**** Records provided ****

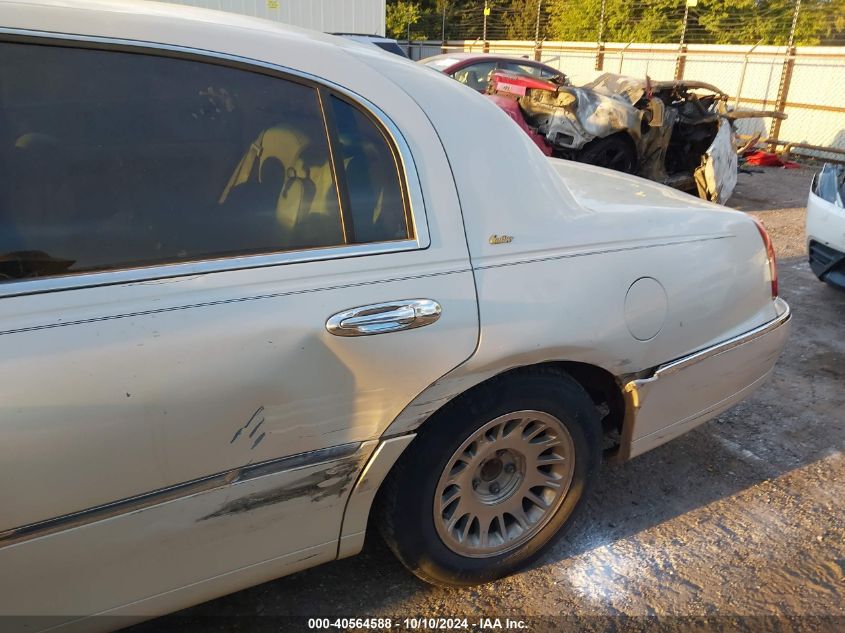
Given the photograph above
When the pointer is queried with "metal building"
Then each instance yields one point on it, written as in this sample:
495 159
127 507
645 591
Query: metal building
330 16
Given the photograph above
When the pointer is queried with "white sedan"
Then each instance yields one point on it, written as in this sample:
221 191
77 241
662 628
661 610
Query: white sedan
263 289
826 225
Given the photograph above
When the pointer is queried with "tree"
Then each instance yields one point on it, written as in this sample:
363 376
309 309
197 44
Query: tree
521 19
400 17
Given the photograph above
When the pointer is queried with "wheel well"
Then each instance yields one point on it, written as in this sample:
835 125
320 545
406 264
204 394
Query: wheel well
602 387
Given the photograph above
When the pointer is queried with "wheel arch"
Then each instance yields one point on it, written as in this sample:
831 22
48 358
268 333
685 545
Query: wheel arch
602 386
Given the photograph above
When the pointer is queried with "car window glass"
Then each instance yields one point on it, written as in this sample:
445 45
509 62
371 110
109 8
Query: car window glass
476 76
118 159
523 69
376 203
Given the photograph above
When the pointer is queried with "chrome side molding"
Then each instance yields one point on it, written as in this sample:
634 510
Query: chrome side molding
186 489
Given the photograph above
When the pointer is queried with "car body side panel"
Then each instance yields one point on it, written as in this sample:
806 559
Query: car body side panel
74 573
121 390
716 177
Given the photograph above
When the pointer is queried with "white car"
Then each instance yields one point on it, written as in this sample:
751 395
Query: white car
826 225
263 289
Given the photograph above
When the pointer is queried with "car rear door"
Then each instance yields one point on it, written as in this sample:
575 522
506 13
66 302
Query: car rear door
220 284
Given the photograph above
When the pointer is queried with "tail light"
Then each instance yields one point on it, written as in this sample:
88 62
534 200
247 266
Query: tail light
770 254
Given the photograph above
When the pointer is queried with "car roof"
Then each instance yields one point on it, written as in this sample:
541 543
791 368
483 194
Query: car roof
366 36
463 56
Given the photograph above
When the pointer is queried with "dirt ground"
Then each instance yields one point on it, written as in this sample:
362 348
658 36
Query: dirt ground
736 526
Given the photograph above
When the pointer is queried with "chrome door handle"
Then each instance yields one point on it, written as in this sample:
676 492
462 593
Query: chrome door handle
381 318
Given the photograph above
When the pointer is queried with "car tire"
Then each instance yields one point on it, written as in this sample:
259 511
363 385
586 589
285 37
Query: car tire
612 152
533 427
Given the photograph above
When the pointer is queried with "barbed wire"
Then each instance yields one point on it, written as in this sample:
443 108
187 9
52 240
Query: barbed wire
769 24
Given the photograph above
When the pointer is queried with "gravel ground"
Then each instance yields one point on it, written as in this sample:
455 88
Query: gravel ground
738 525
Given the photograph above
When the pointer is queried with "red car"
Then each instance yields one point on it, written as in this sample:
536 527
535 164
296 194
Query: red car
475 69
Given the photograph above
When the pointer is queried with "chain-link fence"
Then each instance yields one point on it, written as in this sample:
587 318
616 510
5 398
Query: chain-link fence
769 22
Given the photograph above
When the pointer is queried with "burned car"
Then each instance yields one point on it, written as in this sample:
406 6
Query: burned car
679 133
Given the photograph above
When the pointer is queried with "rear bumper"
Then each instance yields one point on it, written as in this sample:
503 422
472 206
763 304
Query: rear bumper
828 264
686 392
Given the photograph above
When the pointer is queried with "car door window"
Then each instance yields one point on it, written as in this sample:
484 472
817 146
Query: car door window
117 160
476 76
376 201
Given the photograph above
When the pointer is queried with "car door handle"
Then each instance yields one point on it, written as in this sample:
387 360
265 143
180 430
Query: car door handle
381 318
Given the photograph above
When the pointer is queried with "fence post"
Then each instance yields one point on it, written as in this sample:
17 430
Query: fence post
783 93
681 62
785 76
600 39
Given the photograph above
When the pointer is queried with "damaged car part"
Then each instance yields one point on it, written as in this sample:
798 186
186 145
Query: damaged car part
678 133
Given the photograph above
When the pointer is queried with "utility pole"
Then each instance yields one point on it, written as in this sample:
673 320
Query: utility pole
600 41
687 5
785 75
537 53
601 21
794 23
485 46
682 47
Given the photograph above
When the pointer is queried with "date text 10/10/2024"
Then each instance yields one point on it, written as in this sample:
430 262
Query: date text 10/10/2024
418 624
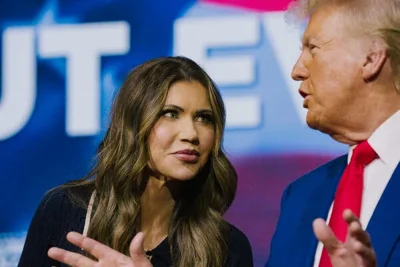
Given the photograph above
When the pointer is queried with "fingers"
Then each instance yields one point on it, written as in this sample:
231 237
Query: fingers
359 240
355 229
324 234
70 258
95 248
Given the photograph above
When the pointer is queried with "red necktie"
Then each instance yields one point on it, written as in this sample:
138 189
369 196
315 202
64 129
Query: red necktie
349 193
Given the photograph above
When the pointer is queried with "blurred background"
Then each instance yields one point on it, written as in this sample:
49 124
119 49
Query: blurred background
63 60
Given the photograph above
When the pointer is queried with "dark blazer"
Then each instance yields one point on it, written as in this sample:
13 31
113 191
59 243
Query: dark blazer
310 197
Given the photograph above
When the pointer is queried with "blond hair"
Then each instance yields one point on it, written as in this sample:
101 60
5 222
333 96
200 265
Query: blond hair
372 18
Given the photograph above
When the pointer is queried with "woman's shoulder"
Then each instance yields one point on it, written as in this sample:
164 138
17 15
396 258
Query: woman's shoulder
237 237
240 252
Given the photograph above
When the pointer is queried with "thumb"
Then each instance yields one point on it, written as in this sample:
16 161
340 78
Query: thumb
325 234
136 249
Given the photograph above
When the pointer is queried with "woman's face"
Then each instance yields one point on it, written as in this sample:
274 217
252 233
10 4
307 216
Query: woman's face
183 137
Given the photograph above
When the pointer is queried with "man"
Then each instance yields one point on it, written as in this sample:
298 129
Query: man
349 70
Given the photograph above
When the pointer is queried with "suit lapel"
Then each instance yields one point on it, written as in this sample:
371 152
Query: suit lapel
384 226
317 207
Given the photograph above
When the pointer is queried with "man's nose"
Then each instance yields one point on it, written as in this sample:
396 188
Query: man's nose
299 71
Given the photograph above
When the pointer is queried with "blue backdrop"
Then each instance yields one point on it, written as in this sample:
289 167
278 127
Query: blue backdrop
62 61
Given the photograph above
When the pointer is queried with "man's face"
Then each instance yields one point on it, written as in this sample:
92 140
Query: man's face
329 69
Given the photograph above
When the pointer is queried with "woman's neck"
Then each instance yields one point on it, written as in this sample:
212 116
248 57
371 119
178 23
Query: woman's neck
157 205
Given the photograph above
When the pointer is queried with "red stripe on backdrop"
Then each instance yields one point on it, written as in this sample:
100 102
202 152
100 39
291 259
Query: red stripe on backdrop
257 5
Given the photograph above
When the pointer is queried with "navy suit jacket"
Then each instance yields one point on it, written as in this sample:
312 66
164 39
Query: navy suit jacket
310 197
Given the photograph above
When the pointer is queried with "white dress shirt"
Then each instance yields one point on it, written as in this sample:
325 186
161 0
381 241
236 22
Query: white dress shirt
386 143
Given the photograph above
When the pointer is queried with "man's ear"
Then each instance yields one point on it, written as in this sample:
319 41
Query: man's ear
374 60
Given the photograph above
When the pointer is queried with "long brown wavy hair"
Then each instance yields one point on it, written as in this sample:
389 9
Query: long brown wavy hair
197 232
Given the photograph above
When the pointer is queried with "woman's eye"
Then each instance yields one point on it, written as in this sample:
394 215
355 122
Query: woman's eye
170 114
206 118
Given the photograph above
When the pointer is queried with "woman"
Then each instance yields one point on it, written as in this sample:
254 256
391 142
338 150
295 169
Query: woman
161 183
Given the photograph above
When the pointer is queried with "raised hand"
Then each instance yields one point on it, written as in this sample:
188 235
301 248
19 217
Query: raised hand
356 251
105 255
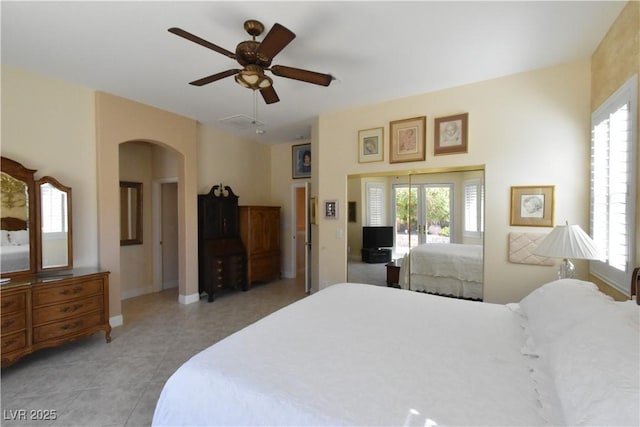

****

=== Exercise aim ===
Please copy the records above word for word, omitting every picture.

=== Exercise output ===
Given the photograph above
When the pointer is queried with "metal building"
Then each instance yields one point on it, written as in this sample:
495 159
127 507
645 591
Query: metal building
330 16
Given the photograph above
When the pointer is queried with "white sedan"
Then each instance yields one point on it, written as in this sample:
221 191
77 241
662 628
661 610
Query: white sedan
263 289
826 225
Given the photograph above
When the pointer is queried with "tree"
Then each instance yields one point on it, written as in this sample:
363 376
309 309
197 44
Query: tree
521 19
400 17
Given the photograph above
When the pointer is queried with "wheel well"
Then each instance yields one point on it, written as in this sample:
835 125
320 545
406 264
204 394
Query: wheel well
602 387
Given the photograph above
When the pointer is queried with "wheel arch"
Then each instance yields one point on it, written as in this sample:
831 22
48 358
268 333
685 545
Query: wheel arch
602 386
Given the photograph above
When the pointer is queried with "car window glass"
Then each instance yields one point on it, written as in this sample:
445 45
509 62
371 110
109 8
Query: car window glass
476 76
118 159
523 69
376 203
Given the photograph above
When the pointer is queried with "chrome side molding"
Then each instance yields one point on it, written as in this sample:
634 510
Query: chrome side molding
186 489
Given the photograph above
When the pointer is queried with "car body side panel"
Then each instance yields one point on it, written as in this sample:
806 559
Query: car body side panel
74 573
121 390
716 177
Given the photograph above
When the pointer is queried with "white car"
Then each instance yields one point on it, written as in this sample:
751 395
Query: white car
826 225
263 289
Given the photograph above
When the pointer is queried with "car rear door"
Then each instance yields one point on it, written as in this sample:
575 522
506 13
66 302
Query: car rear door
220 284
Given the photograph above
When the pointer is queried with "tail light"
Then each instance yields one point on it, written as in this sample:
88 62
534 200
247 266
Query: tail light
770 254
Given the photograph above
When the pointer is queried with "car roof"
Then each instance yields one point on it, written as in this sample:
541 543
791 368
483 194
Query: car roof
366 36
463 56
Given the photograph above
When the pointer is queried with "dirt ground"
Then each instance yields one point on it, written as in this sample:
362 348
658 36
Query: dirt ground
736 526
Given the photograph above
When the pointer is queried with "chrome door handle"
Then each instance yields one point on it, written as in this sample:
676 492
462 593
Query: chrome door handle
381 318
Given the photograph above
When the pointer is queried with "car tire"
Then each instance yields one point on it, written as in this sample:
259 511
363 385
586 589
285 37
Query: car tire
612 152
533 427
Given the photograph above
When the pointer is queried with "barbed wire"
Then each instance yields one point on it, written as in this sample:
443 108
187 9
52 240
Query: barbed wire
769 24
Given the photograph above
When the pointer is queried with "gravel ground"
Then each instance yields one point on it, written as in this sample:
455 88
Query: gravel ground
738 525
Given the photograph above
When the pointer is queried with "red car"
Then each instance yields one point on it, written as in this sample:
536 527
535 164
296 194
Query: red car
475 69
Given the photograph above
When the pointer is queried with "chain-link fence"
Then each instance yields one point on it, written as in this sample:
587 318
616 510
5 398
Query: chain-link fence
769 22
Given the photograph above
When the pointer is queried with "burned car"
Then each instance yields one point on it, written as in this sample:
406 6
Query: burned car
679 133
Given the photograph above
When the pointer is queried with "rear bumper"
Then each instance yields one point on it, written as in this sample:
503 422
472 206
763 304
Query: rear bumper
828 264
686 392
Given the photograph above
When the pointer is queried with "car door window"
Then each instance yields one point on it, written as in this sample:
484 472
817 146
Query: car door window
117 160
476 76
376 201
Given the photograph above
When the pointer is queried with "car door handle"
Then each instance yields one point on it, written as in this sample:
387 360
265 143
180 430
Query: car door handle
381 318
Given the photograph above
When the pointer is queried with "fence post"
Then each instance yields one point on it, written as in this sample:
17 430
Query: fence post
783 93
681 62
785 76
600 39
Given the photograph above
When the pointer is queried with "damaged car part"
Then each instance yields one point on it, written as in this sample:
798 186
186 145
Query: damaged car part
678 133
Given the photograph above
When the pointer is queried with "utility pole"
Then each instance yields one point on it, written as in this sample:
673 320
Query: utility pole
600 41
687 5
785 75
537 53
601 21
794 23
485 46
682 47
Given the photograph above
When the pointer is queried with "date text 10/10/2024"
Then each instance yields one point on it, written as in this sample:
430 262
Query: date text 10/10/2024
418 624
Given the photograph above
When the pointer is queried with "fingers"
Then each instance yields one point on it, written as in this sample:
231 237
Query: fingers
359 240
355 229
324 234
70 258
95 248
Given the photograph above
When the pointer is queried with "red necktie"
Then each instance yields one point on it, written as in this sample:
138 189
369 196
315 202
64 129
Query: red necktie
349 193
Given the photograph above
When the pointer is queried with "blurred background"
Then each instance yields one point on it, written as in this sample:
49 124
119 49
Query: blurred background
63 60
Given the photograph above
When the pointer is queried with "dark blazer"
Then each instance yields one point on it, written as in this sample:
13 31
113 191
59 243
Query: dark blazer
310 197
Given the photograph above
When the pointer is queried with "blond hair"
Then each instance yields one point on it, written as in this sample:
101 60
5 222
333 96
200 265
Query: blond hair
372 18
Given the photograph above
When the pointer is queried with "woman's shoulder"
Then each instance yields one point on it, written as in this sample:
164 138
17 15
396 258
Query: woman's shoulder
237 237
240 252
Given the photograph above
When the pointer is queried with "thumb"
Then each instance yields one point on it, written as in this sample:
16 161
340 78
Query: thumb
325 234
136 249
Given the photograph above
When the pointer is queried with "woman's face"
Then each instance yields one point on it, written as in this sample:
274 217
252 233
10 4
307 216
Query: woman's face
183 137
Given the photograph above
When the pointer is queried with "man"
Then each instance yields one point on it, written as in this sample:
298 129
Query: man
349 70
Given the photograph above
When the pointer is queried with "suit lapel"
Then each instance yields one point on it, written as in this sample:
371 152
Query: suit lapel
384 226
317 207
Given the photograph above
When the pointer is queried with "man's nose"
Then each instance yields one point on it, written as in this sample:
396 188
Query: man's nose
299 71
Given the photograph above
When the pointer is queried with "blue backdrop"
Then each instance yields one point on it, written as in this sample:
289 167
278 127
Query: blue backdrop
62 61
Given the photograph above
When the pointer is queried with "man's face"
Then each instance yields one point on it, written as in this sample:
92 140
Query: man's face
329 69
Given the photograph above
When the pointer is queried with "woman's neck"
Then each instance yields one point on it, written as in this sample:
212 116
248 57
371 119
178 23
Query: woman's neck
157 205
Given the photograph above
When the pointer is queried with "red stripe on backdrop"
Then each instance yields one point on it, written as in this sample:
100 102
202 152
100 39
291 259
Query: red stripe on backdrop
257 5
Given the photograph above
When the pointer is queried with "navy suit jacket"
Then each instance yields one point on it, written as in this sample:
312 66
164 39
Query: navy suit jacket
310 197
Given the photograph above
When the pointer is queried with "white dress shirt"
Then each instance yields one point on it, written as in this sample:
325 186
161 0
381 241
236 22
Query: white dress shirt
386 143
Given the photograph above
When the pointer is queried with "man's ear"
Then each instance yields one point on it, written as in this sample:
319 41
Query: man's ear
374 60
Given the photograph above
When the pointer is queried with "long brown wavy hair"
Then each instance yields one point on it, written as in this sample:
389 9
Query: long brown wavy hair
197 232
Given the photograph above
When the pointer is queried with "woman's eye"
Then each instance yields one point on it, written as in this sample:
394 215
355 122
Query: woman's eye
170 114
206 118
Given the photograph above
When the pointer is queried with "woman"
Then each instance yields one point on it, written as in this sample:
254 256
391 142
338 150
295 169
Query: woman
161 183
Given the photograph above
When the pointer is queried with "raised hand"
Then each instance yields one point on it, written as in this sample:
188 235
301 248
19 217
Query: raised hand
356 251
105 255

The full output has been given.